Instruction: Turn the stretch of the records below, from the line containing "Note: for this drill, pin each instance of the green" through the end of the records, into a numbered list, one entry per line, leaving out blank lines and the picture placeholders.
-- BEGIN --
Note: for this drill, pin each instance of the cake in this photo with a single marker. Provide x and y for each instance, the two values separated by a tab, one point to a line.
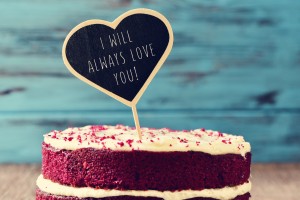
112	163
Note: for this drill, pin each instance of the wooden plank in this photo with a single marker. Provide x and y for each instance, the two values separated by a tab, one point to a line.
270	181
274	136
241	55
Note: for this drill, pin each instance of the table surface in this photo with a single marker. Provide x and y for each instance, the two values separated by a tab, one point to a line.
270	181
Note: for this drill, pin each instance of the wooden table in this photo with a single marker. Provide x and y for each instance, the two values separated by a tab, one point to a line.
270	181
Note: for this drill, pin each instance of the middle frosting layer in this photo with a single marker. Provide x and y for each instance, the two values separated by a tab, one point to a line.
222	193
142	170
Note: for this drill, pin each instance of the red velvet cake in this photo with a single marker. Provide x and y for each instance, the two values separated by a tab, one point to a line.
111	163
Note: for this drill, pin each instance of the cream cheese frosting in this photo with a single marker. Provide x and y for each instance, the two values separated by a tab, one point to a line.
124	138
225	193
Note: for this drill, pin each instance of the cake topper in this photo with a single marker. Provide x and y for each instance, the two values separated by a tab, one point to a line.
119	58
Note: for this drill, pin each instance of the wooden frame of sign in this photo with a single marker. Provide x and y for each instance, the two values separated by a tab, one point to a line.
113	25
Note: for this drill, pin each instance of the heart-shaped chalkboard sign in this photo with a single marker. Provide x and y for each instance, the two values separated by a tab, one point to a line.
119	58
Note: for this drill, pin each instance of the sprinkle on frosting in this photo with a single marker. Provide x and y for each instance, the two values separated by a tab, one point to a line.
125	138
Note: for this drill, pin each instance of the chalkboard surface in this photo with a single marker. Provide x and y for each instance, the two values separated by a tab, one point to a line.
122	57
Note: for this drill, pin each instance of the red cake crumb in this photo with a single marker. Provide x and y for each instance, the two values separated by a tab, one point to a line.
144	170
45	196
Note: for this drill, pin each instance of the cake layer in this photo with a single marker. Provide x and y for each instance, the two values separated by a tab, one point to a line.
125	138
50	190
143	170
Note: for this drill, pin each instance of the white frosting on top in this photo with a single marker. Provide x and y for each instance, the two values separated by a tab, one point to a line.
125	138
225	193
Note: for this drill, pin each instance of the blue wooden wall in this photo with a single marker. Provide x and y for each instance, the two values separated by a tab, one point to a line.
234	67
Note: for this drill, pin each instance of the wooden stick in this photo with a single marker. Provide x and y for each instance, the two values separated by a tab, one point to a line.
136	121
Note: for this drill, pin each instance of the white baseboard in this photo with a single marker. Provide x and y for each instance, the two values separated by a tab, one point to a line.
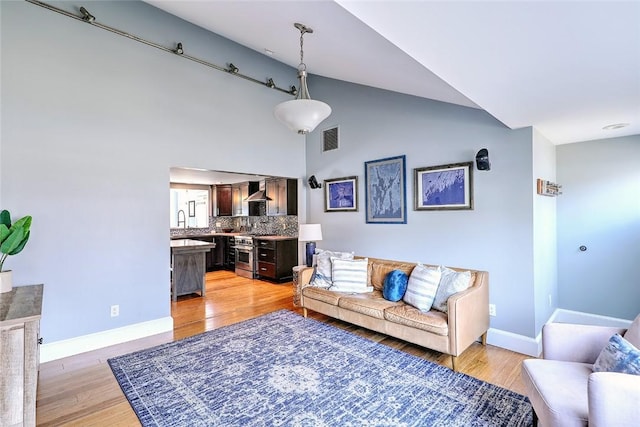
64	348
560	315
533	346
515	342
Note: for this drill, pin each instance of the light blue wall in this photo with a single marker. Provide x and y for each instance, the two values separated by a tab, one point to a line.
91	124
496	236
545	256
600	209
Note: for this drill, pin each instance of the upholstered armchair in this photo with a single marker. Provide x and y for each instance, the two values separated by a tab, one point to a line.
565	391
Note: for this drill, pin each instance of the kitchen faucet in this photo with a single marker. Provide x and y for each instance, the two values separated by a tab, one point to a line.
184	219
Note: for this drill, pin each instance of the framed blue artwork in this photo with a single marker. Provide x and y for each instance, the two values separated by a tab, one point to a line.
341	194
444	187
385	185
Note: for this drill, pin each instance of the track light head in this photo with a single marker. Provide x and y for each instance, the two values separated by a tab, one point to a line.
86	15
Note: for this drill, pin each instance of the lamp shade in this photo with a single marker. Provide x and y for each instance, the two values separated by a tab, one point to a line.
310	233
302	115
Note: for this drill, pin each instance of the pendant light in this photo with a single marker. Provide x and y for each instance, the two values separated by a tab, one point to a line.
302	114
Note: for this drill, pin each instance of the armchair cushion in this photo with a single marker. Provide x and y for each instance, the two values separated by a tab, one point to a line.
557	391
618	356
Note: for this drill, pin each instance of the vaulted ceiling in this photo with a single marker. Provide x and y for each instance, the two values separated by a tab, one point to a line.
568	68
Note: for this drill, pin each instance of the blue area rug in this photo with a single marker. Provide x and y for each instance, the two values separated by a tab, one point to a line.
281	369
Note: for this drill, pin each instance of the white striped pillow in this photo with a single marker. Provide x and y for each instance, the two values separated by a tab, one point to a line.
422	287
350	275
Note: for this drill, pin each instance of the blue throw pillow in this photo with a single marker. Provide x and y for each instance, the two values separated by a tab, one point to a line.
618	356
395	285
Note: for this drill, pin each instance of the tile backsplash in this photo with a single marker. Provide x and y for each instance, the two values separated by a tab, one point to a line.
286	225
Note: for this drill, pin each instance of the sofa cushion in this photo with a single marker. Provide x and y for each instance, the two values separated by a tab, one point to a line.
349	275
618	356
395	285
422	287
432	321
379	269
451	283
633	333
372	304
322	275
322	294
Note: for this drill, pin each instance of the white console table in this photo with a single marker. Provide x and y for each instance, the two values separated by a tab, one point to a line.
20	312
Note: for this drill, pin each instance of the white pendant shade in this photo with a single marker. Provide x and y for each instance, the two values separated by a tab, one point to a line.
302	115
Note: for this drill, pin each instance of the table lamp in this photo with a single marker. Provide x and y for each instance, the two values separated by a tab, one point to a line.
310	233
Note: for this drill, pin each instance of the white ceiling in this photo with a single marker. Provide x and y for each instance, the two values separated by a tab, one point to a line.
568	68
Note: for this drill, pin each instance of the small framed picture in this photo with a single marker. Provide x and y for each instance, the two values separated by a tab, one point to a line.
445	187
386	191
341	194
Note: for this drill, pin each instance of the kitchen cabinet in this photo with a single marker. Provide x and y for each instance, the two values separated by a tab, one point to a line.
239	193
20	312
284	196
230	253
215	258
276	258
224	204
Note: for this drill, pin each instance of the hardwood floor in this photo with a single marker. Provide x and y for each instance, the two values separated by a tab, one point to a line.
81	390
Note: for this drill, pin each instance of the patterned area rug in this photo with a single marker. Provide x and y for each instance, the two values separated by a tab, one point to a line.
281	369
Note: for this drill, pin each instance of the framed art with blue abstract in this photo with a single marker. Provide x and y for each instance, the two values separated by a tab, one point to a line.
341	194
385	185
445	187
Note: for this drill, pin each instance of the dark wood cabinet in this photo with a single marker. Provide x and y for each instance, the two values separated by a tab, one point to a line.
230	253
239	193
224	201
284	196
276	258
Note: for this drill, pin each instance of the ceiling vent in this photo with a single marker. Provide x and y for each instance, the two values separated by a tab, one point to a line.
330	139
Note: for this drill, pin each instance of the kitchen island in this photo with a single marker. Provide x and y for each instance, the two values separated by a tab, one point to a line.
188	266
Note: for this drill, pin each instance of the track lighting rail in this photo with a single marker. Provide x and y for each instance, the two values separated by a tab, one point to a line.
178	50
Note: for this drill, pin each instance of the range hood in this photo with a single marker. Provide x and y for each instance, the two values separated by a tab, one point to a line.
260	195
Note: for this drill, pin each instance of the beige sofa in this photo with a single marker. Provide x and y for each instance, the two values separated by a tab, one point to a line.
467	319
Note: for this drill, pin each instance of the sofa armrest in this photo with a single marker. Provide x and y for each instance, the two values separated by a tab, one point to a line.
469	314
575	343
613	399
304	278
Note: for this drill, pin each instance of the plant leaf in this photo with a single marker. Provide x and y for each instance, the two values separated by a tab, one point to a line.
21	245
5	218
4	232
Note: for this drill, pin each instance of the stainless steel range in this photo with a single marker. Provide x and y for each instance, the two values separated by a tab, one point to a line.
245	260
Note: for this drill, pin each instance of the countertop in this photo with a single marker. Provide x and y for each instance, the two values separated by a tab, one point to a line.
265	237
178	244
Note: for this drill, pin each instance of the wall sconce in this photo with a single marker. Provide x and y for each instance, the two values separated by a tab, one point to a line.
482	160
313	182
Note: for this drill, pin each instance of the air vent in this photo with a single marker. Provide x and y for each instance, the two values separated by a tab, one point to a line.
330	139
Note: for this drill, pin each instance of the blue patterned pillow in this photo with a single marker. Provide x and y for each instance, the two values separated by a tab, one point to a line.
395	285
618	356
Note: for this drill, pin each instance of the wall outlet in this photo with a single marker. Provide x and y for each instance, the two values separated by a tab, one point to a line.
492	309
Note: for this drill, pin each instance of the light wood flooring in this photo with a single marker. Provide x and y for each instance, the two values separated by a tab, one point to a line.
82	391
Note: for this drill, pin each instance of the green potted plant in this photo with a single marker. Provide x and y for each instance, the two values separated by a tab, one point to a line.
13	238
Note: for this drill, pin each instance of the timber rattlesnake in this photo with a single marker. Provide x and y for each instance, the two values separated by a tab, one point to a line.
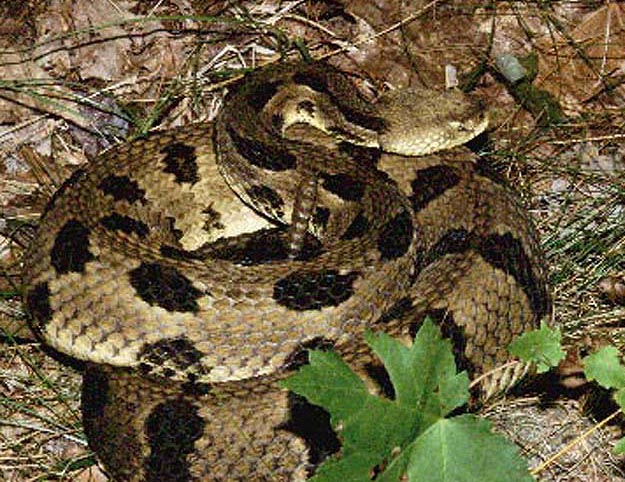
188	304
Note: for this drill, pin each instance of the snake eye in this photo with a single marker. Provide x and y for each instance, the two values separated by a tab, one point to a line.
306	106
458	126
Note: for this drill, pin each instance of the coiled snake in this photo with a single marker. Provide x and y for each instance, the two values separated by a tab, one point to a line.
192	268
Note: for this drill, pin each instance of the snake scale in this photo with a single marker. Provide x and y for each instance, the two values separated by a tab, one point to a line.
-- END --
Answer to the problem:
1. Note: for this drill, pin each instance of the green potted plant in this photo with a single marker. Provide x and y for each instance, the two values separated by a tab, one point to a line.
2. 13	238
3. Note: for this drill, pin each instance of the timber rattlesnake in this photo with a single marker. Provide x and y for each instance, the two values separated by a tab, one point to a line.
4. 188	304
5. Note: for this drill, pin each instance of the snake eye in this photo with a single marker. Provide x and y for each instance, the two values separated by a tab, one point to a line.
6. 306	106
7. 458	126
8. Note: for this drill, pin each instance of the coiled snake in this photo with a single marker. Provide x and y for each instance, the two values separated by a tab, one point to a line.
9. 192	268
10. Note: for this drill, pin each instance of the snake scale in this photo with a single marker. Provide x and y for each instance, the two values separated by a tab, one point to a line.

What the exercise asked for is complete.